#### Required work:
In the text on small Franciscan fraternities, swap "formation houses" for "training houses" and give the passage again, beginning at the words "Some of the" and stopping after "Inn in Philadelphia.".

#### Document section:
┄┄┄┄┄┄┄┄┄┄
By their nature, these small intentional fraternities were themselves itinerant, some existing only for a few years, others existing for 2 or 3 decades. For those who participated in them, however, the impact often was an enlivening of one’s Franciscan vocation, even after returning to a more traditional lifestyle and ministry.
Some of the longer lasting fraternities included the formation houses in Oakland and Berkeley; the East Boston community; the Las Vegas Fraternity; the Pleasant Street and Zacchaeus Fraternities in Cincinnati; and the fraternity attached to St. Francis Inn in Philadelphia.
Today, only a few small inserted communities remain in the US. These include Mt. Irenaus, near St. Bonaventure University in upstate N.Y.; Pleasant Street in Cincinnati; East St. Louis, Ill.; St. Francis Inn in Philadelphia; and the Assisi Community in Washington, D.C. In Sacramento, Calif., the friars recently pulled out of a parish but remain in the friary to ministry to the poor.
Ite Nuntiate is a reawakening of the renewal efforts in the order after Vatican II. During Giacomo Bini OFM’s term as minister general, friars from small inserted communities in Europe met annually. For 10 years, after his term as minister general and until he died, Giacomo lived in a fraternity he helped establish near Rome and was joined by numerous friars. Before his death in 2014, he wrote the concluding chapter of Ite Nuntiate. This fraternity continues to host periodic meetings of friars interested the in the new forms of Franciscan life described in Ite Nuntiate. A new international community was established last year in Turkey.
Ite Nuntiate listed seven characteristics of such communities of friars, to which Minister General Michael Perry OFM added an eighth. These characteristics are:
- The primacy of prayer and of active listening to the Word
- The promotion of deep, authentic fraternal relationships that will give clear witness to life in brotherhood.
- A lifestyle characterized by moderation and simplicity, minority and witness.
- Welcoming people and sharing lives with them – above all with the poor.
┄┄┄┄┄┄┄┄┄┄
#### Dataset extract:
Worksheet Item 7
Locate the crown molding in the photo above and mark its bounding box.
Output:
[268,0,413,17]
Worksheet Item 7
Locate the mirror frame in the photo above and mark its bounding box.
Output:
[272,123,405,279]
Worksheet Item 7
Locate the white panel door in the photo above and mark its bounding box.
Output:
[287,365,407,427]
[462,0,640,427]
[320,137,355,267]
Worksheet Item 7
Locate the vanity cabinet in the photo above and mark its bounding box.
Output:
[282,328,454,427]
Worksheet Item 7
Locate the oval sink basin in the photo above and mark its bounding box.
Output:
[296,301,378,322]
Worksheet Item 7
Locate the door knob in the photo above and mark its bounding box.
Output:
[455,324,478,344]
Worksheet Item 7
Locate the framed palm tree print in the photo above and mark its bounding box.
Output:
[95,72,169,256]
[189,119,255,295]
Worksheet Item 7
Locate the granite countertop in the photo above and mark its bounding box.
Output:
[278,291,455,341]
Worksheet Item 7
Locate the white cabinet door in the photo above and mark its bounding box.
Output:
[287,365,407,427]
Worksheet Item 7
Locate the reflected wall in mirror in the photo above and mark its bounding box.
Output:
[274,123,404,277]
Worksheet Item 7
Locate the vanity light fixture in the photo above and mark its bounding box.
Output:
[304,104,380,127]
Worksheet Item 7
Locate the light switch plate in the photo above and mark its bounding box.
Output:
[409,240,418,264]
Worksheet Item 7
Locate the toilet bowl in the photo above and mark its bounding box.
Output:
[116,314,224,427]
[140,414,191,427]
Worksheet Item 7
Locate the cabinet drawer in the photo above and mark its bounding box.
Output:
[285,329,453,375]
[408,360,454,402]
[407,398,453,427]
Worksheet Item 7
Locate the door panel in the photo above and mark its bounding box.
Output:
┄┄┄┄┄┄┄┄┄┄
#### Complete response:
Some of the longer lasting fraternities included the training houses in Oakland and Berkeley; the East Boston community; the Las Vegas Fraternity; the Pleasant Street and Zacchaeus Fraternities in Cincinnati; and the fraternity attached to St. Francis Inn in Philadelphia.